Excerpt provided:
▬▬▬

PGY1/PGY2 & NZREX training requirements

All graduates of New Zealand and Australian accredited medical schools undertake prevocational medical training, also known as the intern training programme.

It is also undertaken by doctors who have obtained registration based on a pass in the New Zealand Registration Examination (NZREX Clinical).

Training for interns spans two years across postgraduate year 1 and postgraduate year 2.

The intern training programme

The intern training programme ensures interns enhance and refine the clinical and professional skills they have gained at medical school. The Council accredits District Health Boards as training providers for interns. Accredited DHBs will assign to each intern a Prevocational Educational Supervisor, a vocationally-registered doctor appointed by the Council, who will oversee their overall educational experience. Through supervision and assessment, graduates need to demonstrate that they have achieved the learning outcomes in the ‘New Zealand Curriculum Framework for Prevocational Medical Training’ (NZCF).

▬▬▬

Activities:
1 - According to the page on intern training requirements, who does the Council appoint to oversee each intern's overall educational experience?
2 - Write the next paragraph of the page on intern training requirements, following on from its last sentence.
The records aren't needed for any of this.

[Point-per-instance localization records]
▬▬▬

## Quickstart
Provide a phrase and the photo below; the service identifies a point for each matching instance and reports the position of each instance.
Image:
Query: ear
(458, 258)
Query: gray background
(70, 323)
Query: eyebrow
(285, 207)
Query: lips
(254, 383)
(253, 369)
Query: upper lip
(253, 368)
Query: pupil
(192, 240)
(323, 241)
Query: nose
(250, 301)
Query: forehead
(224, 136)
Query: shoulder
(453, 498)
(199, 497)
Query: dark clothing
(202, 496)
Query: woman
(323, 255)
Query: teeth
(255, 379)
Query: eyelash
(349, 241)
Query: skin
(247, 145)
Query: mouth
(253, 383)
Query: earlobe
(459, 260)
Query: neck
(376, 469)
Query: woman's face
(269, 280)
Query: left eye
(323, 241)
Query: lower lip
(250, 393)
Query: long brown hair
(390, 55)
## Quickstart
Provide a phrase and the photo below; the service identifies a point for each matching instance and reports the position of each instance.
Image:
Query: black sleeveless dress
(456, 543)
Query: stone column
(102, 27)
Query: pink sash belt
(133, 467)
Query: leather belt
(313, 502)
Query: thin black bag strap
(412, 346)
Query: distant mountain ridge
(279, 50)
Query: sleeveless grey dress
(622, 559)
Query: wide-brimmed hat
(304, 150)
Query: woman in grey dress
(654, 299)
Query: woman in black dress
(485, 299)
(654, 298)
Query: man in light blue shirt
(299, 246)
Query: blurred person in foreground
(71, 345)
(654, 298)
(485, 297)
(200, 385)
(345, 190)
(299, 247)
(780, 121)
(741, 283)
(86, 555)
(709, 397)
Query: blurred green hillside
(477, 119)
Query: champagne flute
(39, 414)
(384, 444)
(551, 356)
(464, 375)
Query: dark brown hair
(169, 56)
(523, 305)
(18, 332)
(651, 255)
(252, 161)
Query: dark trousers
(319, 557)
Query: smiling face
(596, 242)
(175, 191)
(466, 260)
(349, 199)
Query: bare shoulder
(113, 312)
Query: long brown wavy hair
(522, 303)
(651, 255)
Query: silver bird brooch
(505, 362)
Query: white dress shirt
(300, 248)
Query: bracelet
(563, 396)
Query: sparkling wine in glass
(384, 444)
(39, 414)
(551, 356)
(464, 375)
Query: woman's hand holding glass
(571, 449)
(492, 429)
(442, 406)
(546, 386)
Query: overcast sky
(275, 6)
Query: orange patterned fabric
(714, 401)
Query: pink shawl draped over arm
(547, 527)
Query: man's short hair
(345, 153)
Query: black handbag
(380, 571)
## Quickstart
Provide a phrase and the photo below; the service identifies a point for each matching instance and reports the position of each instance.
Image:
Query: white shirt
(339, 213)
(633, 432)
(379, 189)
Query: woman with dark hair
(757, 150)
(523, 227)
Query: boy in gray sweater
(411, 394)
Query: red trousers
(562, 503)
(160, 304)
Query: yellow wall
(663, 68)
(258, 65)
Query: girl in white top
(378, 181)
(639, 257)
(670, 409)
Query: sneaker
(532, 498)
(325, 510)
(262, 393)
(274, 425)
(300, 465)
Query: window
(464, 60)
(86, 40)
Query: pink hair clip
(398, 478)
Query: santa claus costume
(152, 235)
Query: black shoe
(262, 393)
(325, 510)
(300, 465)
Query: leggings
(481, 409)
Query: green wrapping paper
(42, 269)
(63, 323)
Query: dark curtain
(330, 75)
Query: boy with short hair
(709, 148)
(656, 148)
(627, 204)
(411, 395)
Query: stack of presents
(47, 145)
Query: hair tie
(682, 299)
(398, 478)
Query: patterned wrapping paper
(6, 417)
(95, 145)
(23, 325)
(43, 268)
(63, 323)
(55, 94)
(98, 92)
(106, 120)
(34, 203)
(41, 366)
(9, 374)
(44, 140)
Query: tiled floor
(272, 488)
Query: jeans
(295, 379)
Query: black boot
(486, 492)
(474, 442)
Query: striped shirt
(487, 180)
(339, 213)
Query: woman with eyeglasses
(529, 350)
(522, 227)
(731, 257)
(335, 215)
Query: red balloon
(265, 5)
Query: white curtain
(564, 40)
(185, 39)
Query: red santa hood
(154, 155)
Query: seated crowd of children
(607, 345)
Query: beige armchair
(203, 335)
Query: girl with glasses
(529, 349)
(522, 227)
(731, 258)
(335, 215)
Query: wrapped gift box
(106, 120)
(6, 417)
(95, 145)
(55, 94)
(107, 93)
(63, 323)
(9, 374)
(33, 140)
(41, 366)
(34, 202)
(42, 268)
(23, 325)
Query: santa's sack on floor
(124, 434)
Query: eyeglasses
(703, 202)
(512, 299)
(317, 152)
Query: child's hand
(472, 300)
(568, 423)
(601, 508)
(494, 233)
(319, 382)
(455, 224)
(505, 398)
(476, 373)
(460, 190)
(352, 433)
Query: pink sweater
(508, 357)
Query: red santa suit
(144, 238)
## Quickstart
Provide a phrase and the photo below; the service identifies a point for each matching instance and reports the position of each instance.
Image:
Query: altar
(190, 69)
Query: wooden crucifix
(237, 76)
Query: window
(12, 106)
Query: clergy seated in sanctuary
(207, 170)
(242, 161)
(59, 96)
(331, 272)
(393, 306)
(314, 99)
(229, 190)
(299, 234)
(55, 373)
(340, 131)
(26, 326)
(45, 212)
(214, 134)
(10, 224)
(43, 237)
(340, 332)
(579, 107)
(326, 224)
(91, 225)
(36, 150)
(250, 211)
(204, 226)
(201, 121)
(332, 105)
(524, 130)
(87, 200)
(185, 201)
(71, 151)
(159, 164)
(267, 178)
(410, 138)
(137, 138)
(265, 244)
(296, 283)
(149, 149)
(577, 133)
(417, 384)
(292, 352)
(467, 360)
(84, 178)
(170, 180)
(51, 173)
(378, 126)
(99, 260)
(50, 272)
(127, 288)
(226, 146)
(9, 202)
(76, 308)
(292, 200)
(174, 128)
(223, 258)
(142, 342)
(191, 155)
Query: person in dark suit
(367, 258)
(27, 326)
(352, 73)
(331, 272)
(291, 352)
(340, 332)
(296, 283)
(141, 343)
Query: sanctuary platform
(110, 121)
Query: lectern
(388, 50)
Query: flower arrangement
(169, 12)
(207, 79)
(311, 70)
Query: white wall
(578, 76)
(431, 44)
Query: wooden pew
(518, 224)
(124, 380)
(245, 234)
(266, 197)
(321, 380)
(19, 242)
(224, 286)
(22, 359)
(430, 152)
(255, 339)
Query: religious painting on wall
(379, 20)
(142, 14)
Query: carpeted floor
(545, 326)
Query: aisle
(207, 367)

▬▬▬

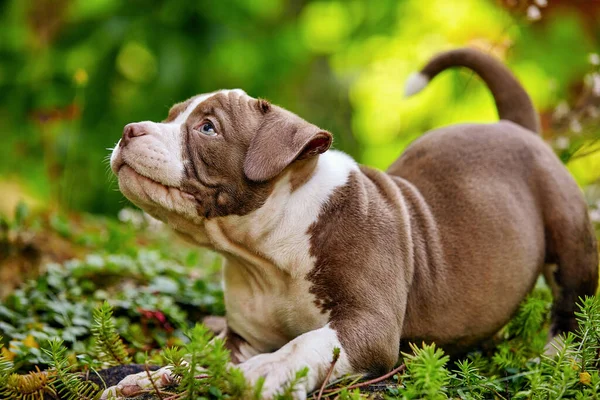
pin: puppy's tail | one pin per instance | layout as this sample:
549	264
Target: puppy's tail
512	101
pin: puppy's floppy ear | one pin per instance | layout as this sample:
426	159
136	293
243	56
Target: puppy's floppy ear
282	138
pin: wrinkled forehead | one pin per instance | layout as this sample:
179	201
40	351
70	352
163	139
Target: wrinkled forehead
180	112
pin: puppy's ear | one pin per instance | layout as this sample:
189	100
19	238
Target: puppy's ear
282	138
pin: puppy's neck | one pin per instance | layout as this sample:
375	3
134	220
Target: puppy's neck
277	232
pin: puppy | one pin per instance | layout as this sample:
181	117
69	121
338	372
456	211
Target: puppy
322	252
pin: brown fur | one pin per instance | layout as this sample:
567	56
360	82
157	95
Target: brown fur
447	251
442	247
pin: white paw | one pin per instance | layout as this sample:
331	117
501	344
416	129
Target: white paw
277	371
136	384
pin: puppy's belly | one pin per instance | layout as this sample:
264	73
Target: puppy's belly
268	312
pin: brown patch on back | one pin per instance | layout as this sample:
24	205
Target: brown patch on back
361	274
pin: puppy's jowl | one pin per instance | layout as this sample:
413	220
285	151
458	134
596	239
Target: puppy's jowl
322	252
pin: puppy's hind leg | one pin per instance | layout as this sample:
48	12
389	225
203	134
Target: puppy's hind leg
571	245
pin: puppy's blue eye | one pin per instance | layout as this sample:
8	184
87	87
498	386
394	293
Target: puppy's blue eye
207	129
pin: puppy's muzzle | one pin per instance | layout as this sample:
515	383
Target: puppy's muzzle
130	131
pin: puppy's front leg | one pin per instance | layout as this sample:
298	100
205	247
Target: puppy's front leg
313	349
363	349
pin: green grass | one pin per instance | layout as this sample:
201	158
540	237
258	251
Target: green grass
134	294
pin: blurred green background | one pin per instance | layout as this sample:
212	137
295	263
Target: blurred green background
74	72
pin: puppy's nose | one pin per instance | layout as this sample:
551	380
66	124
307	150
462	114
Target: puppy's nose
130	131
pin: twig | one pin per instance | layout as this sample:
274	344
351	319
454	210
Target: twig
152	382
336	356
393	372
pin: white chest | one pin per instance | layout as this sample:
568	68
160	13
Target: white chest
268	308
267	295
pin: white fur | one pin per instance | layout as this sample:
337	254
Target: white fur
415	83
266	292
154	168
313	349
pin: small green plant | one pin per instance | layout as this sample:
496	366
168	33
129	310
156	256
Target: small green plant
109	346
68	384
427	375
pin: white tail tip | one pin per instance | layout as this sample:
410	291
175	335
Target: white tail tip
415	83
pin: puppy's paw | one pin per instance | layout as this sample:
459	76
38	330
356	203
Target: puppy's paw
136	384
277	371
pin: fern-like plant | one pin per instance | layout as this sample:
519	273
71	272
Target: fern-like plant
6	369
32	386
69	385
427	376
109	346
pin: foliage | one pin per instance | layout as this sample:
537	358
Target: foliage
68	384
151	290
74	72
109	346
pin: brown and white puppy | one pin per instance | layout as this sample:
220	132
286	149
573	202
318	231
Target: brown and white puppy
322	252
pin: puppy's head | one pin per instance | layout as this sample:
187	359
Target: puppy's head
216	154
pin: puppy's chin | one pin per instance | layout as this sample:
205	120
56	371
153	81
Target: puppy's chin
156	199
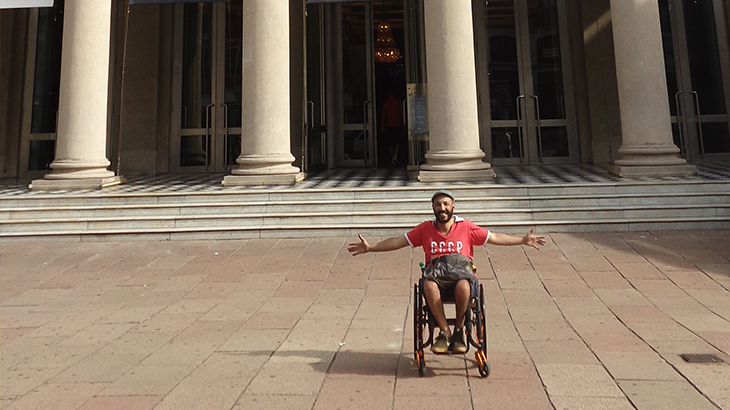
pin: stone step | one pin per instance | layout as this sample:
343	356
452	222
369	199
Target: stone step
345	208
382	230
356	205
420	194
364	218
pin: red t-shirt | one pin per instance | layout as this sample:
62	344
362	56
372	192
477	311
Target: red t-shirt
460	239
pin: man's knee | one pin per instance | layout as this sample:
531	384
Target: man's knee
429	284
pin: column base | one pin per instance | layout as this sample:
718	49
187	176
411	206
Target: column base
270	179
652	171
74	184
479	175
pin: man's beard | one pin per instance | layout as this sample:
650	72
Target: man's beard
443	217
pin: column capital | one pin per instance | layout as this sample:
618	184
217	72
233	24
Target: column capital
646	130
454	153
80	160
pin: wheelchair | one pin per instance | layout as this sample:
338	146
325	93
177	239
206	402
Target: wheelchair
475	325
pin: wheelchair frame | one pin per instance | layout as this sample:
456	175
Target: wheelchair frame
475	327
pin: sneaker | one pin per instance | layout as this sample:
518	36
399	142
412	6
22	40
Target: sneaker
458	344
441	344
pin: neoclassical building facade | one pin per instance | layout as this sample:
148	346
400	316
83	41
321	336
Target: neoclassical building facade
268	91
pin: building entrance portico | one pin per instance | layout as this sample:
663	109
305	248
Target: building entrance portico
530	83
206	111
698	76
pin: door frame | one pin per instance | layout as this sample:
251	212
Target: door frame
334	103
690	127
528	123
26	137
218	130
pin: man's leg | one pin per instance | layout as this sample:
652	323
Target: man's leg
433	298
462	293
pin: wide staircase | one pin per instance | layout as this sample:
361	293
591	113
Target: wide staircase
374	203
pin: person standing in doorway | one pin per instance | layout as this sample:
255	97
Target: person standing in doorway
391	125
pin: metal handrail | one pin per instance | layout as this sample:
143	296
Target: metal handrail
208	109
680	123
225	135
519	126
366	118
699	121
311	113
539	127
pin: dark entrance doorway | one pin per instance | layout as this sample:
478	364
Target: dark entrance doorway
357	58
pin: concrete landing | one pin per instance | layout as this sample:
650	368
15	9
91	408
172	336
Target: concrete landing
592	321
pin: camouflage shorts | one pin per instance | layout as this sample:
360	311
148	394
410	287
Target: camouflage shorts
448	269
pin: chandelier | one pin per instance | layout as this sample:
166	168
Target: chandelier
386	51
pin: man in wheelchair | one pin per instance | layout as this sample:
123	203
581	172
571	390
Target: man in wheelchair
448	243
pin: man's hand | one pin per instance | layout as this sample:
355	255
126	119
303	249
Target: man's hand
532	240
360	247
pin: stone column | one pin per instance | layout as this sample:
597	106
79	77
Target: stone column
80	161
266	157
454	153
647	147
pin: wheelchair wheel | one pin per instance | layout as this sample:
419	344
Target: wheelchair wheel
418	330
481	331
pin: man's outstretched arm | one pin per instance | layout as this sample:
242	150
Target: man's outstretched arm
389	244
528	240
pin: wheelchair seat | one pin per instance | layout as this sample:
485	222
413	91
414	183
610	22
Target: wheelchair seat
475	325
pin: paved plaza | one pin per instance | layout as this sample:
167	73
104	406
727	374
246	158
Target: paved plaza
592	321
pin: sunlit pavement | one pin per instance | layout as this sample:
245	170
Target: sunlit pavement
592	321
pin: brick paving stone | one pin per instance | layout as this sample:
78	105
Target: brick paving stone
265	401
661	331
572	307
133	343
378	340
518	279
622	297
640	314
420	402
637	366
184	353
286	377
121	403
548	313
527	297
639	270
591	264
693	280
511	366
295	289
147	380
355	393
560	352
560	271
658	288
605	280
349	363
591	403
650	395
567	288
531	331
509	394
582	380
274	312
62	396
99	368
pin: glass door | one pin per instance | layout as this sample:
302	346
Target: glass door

▬▬▬

Expected responses:
1 - A Prevocational Educational Supervisor, who is a vocationally-registered doctor.

2 -
A key role is played by the Council-approved DHB advisory panel, which consider the intern’s overall performance and progress for PGY1, assessing whether the intern has met the requirements for registration in General scope of practice.

Across postgraduate year 1 (PGY1) and postgraduate year 2 (PGY2), the main elements of the training programme include:

  • clinical attachments
  • guidance from Clinical Supervisors
  • a Professional Development Plan (PDP)
  • demonstrating NZCF learning outcomes
  • Intern Requirements for Prevocational Medical Training

    This statement outlines the requirements of prevocational medical training for graduates of New Zealand and Australian accredited medical schools and doctors who have sat and passed the New Zealand Registration Examination
    (NZREX Clinical).

  • Guide for Clinical Supervisors

    The guide for clinical supervisors of prevocational medical training outlines the role of the clinical supervisor and provides and overview of the assessment process for PGY1 and PGY2

  • This guide outlines the role of the advisory panel as well as providing information on ePort use for advisory panel members.

Clinical attachments for interns

During PGY1 and PGY2, interns undertake a series of clinical attachments, which provide a range of clinical experience. To ensure every attachment provides a quality educational experience, they must meet the Council’s standards for accreditation of a clinical attachments. Up to four Clinical Supervisors oversee each attachment.

  • Accreditation standards for clinical attachments

    This document outlines the standards clinical attachments that are completed by PGY1 and PGY2 must meet. These standards should be considered in conjunction with the accreditation standards for training providers.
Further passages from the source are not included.